Source extract:
(begin)

These crispy arancini are tomato risotto balls filled with creamy Boursin cheese, coated in panko breadcrumbs and fried until golden and crisp.

This is vegetarian food that even carnivores will love.
They’re so good they almost convinced me to buy the deep-fat fryer my partner has been after. Tempting as it is, I’ll keep frying to occasional treats—these arancini are perfect for that.
If you make the risotto specially for arancini, it’s smart to double or triple the recipe so you can enjoy the risotto for dinner and reserve the rest for the balls.
I made the risotto for these Crispy Tomato Arancini from my Creamy Tomato Risotto recipe. Leftover risotto works perfectly too.
They’re a little messy to assemble, but the reward is worth the effort.
Serve them as party appetisers, as a main with a simple salad, or alongside fish. Once the risotto has cooled you simply take a spoonful, flatten it, add a dollop of Boursin in the centre, wrap the rice around the cheese, then pass each ball through seasoned flour, beaten egg and panko breadcrumbs.
You can make bite-sized arancini for more servings or golf-ball-sized ones like I did.

Once coated, fry in batches of 3–4 in hot oil and drain on a rack set over kitchen paper.

Eat them immediately with a crisp salad, or simply with a large glass of wine.

More Italian Recipes
If you’re hungry for more Italian dishes, try these classics from the same collection:
Lasagne
Spaghetti Bolognese
Tomato Risotto
Tuscan Chicken
Spaghetti and Meatballs
Easy Homemade Pasta
Chicken Parmesan
Chicken Alfredo Pasta Bake
And for something sweet: Chewy Amaretti Cookies
The Crispy Tomato Arancini balls Recipe:

Crispy Tomato Arancini
Ingredients
Risotto:
- 2 x 400g tins chopped tomatoes
- 400 ml vegetable stock
- 2 tbsp tomato puree
- 2 tbsp olive oil
- 1 large brown onion, finely chopped
- 2 garlic cloves, crushed
- 300 g Arborio rice
- 150 ml white wine (optional)
- 3 tbsp double full-fat cream
- 50 g grated Parmesan
- Juice of ½ a lemon
- Pinch salt and black pepper
Remaining arancini ingredients:
- 2 eggs, beaten
- 2 cups panko breadcrumbs
- 120 g plain (all-purpose) flour mixed with a pinch of salt and pepper
- 100 g Boursin Garlic & Herb cheese
- Vegetable oil for deep frying
Instructions
- Make the tomato stock: strain the tinned tomatoes into a bowl, pressing any pulp through the sieve back into the liquid. Stir in the vegetable stock and tomato puree. Heat until almost boiling, then keep warm.

(end)

(Point placement records)
(begin)

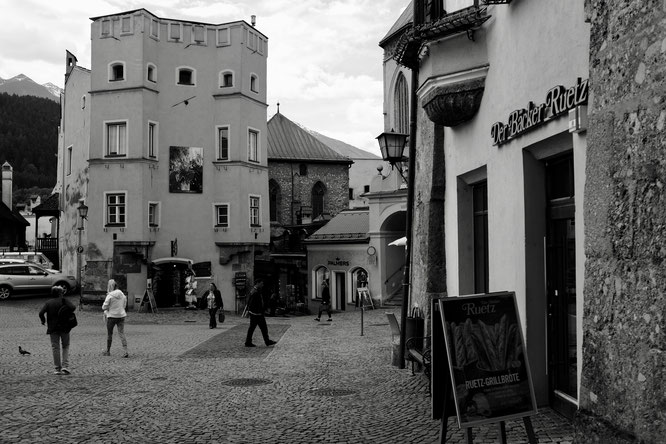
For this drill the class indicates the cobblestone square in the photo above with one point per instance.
(321, 383)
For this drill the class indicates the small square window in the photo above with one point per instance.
(185, 77)
(153, 214)
(222, 215)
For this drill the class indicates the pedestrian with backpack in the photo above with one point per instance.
(55, 313)
(115, 314)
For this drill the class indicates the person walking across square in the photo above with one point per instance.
(325, 302)
(115, 314)
(56, 330)
(213, 299)
(255, 308)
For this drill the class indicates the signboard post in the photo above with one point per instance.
(488, 371)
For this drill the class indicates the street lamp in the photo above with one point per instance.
(392, 146)
(83, 214)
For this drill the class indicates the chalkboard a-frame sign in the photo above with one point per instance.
(487, 363)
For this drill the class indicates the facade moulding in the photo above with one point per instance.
(128, 89)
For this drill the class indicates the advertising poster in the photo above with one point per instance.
(487, 360)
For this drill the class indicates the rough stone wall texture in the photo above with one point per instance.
(428, 262)
(335, 178)
(622, 391)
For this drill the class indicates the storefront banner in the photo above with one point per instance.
(487, 360)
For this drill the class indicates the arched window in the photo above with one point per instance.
(401, 105)
(318, 193)
(275, 200)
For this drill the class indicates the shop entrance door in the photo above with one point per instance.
(340, 290)
(561, 287)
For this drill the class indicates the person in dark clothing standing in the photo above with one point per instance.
(325, 302)
(213, 300)
(255, 308)
(56, 331)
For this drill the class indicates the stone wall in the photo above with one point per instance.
(335, 178)
(622, 391)
(428, 263)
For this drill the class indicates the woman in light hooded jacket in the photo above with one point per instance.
(114, 312)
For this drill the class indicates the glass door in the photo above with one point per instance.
(561, 287)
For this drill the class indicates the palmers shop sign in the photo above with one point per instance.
(559, 100)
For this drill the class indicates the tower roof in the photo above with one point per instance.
(288, 141)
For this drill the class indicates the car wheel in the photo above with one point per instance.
(63, 285)
(5, 292)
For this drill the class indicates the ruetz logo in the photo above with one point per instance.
(559, 100)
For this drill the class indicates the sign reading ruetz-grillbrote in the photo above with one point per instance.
(487, 360)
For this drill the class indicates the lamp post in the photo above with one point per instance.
(83, 214)
(392, 146)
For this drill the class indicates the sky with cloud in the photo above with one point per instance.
(324, 63)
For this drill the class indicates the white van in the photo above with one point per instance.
(30, 256)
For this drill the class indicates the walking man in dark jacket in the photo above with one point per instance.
(55, 328)
(255, 308)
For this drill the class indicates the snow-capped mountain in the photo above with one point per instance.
(22, 85)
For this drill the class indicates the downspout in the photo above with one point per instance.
(410, 211)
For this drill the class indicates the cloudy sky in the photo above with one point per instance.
(324, 62)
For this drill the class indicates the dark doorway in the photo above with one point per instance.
(561, 286)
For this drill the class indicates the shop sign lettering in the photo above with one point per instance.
(559, 100)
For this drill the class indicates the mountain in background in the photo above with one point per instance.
(22, 85)
(29, 139)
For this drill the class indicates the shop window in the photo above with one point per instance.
(115, 209)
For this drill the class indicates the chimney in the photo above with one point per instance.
(7, 176)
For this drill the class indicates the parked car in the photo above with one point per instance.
(30, 256)
(26, 278)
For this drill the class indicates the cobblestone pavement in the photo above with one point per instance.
(322, 383)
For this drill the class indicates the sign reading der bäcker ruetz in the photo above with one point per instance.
(487, 360)
(559, 100)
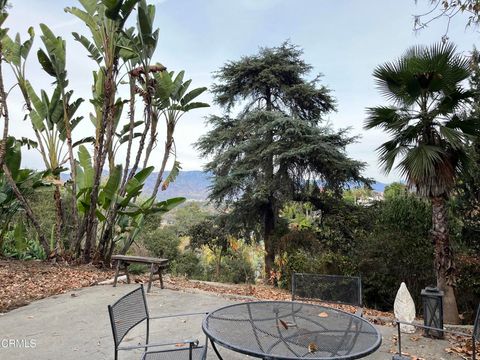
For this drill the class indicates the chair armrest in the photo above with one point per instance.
(177, 315)
(141, 346)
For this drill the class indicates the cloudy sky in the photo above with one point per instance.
(343, 39)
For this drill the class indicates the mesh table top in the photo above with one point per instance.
(291, 330)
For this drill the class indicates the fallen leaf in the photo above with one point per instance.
(284, 324)
(312, 347)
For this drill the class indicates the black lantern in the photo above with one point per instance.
(432, 299)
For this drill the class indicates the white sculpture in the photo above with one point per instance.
(404, 309)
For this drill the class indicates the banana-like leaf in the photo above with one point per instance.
(91, 48)
(36, 101)
(13, 156)
(126, 128)
(89, 19)
(192, 95)
(194, 105)
(11, 51)
(29, 143)
(45, 62)
(182, 90)
(124, 139)
(109, 191)
(138, 179)
(85, 140)
(27, 45)
(89, 5)
(86, 163)
(172, 175)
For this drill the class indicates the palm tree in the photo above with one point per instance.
(428, 134)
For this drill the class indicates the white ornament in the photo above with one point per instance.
(404, 309)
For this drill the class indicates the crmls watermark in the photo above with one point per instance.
(18, 343)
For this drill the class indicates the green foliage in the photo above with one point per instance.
(425, 84)
(302, 260)
(261, 157)
(138, 269)
(162, 242)
(19, 245)
(398, 249)
(188, 264)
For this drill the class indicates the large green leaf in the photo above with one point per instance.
(13, 156)
(110, 189)
(192, 95)
(86, 164)
(45, 62)
(11, 50)
(91, 48)
(36, 101)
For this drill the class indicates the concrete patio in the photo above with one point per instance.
(76, 326)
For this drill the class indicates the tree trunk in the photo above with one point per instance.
(269, 226)
(28, 210)
(444, 264)
(104, 138)
(59, 220)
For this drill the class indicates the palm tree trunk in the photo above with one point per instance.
(444, 264)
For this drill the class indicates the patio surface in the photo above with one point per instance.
(76, 326)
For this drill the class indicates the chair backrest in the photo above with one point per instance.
(329, 288)
(476, 325)
(130, 310)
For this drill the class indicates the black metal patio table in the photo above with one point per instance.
(290, 330)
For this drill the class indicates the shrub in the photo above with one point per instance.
(399, 249)
(328, 263)
(187, 264)
(162, 242)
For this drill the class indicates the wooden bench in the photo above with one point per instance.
(156, 267)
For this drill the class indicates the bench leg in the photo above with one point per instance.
(116, 273)
(152, 270)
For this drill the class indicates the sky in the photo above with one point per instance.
(342, 39)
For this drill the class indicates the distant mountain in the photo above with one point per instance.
(194, 185)
(190, 184)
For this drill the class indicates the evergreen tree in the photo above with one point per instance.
(266, 154)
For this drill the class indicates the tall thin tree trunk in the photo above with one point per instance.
(101, 149)
(6, 170)
(166, 155)
(444, 264)
(59, 220)
(28, 209)
(268, 238)
(73, 170)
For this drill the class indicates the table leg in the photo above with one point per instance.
(116, 273)
(152, 270)
(215, 350)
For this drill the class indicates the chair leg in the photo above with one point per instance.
(152, 270)
(116, 273)
(160, 276)
(126, 272)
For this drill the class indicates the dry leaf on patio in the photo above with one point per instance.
(312, 347)
(284, 324)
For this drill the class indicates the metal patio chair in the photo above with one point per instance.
(475, 336)
(337, 289)
(131, 310)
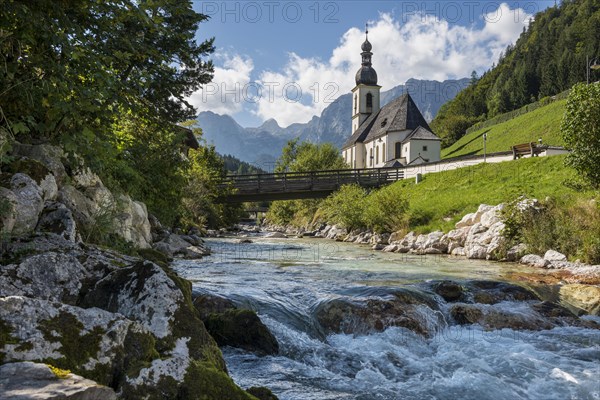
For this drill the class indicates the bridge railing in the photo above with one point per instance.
(313, 180)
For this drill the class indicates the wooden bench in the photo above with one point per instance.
(524, 149)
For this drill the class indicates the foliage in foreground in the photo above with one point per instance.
(581, 131)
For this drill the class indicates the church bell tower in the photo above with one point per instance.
(365, 96)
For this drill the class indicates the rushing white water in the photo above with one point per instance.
(284, 280)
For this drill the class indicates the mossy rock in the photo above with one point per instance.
(262, 393)
(155, 256)
(208, 304)
(242, 329)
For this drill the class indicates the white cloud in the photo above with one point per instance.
(421, 47)
(225, 94)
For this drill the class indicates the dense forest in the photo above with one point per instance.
(548, 58)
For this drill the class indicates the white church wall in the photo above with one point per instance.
(428, 149)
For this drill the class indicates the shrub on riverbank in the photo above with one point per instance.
(568, 225)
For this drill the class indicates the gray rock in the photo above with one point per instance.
(476, 252)
(275, 235)
(458, 236)
(552, 256)
(88, 342)
(459, 252)
(57, 218)
(49, 188)
(49, 276)
(50, 156)
(27, 380)
(30, 202)
(391, 248)
(134, 225)
(534, 260)
(584, 298)
(466, 221)
(9, 217)
(492, 216)
(143, 292)
(176, 246)
(516, 252)
(81, 207)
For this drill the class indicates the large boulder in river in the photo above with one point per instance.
(92, 343)
(8, 204)
(584, 298)
(27, 380)
(234, 327)
(181, 246)
(29, 203)
(407, 308)
(50, 156)
(242, 329)
(57, 218)
(491, 318)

(end)

Job: According to the arancini recipe, how many balls should be fried in each batch?

The response: 3–4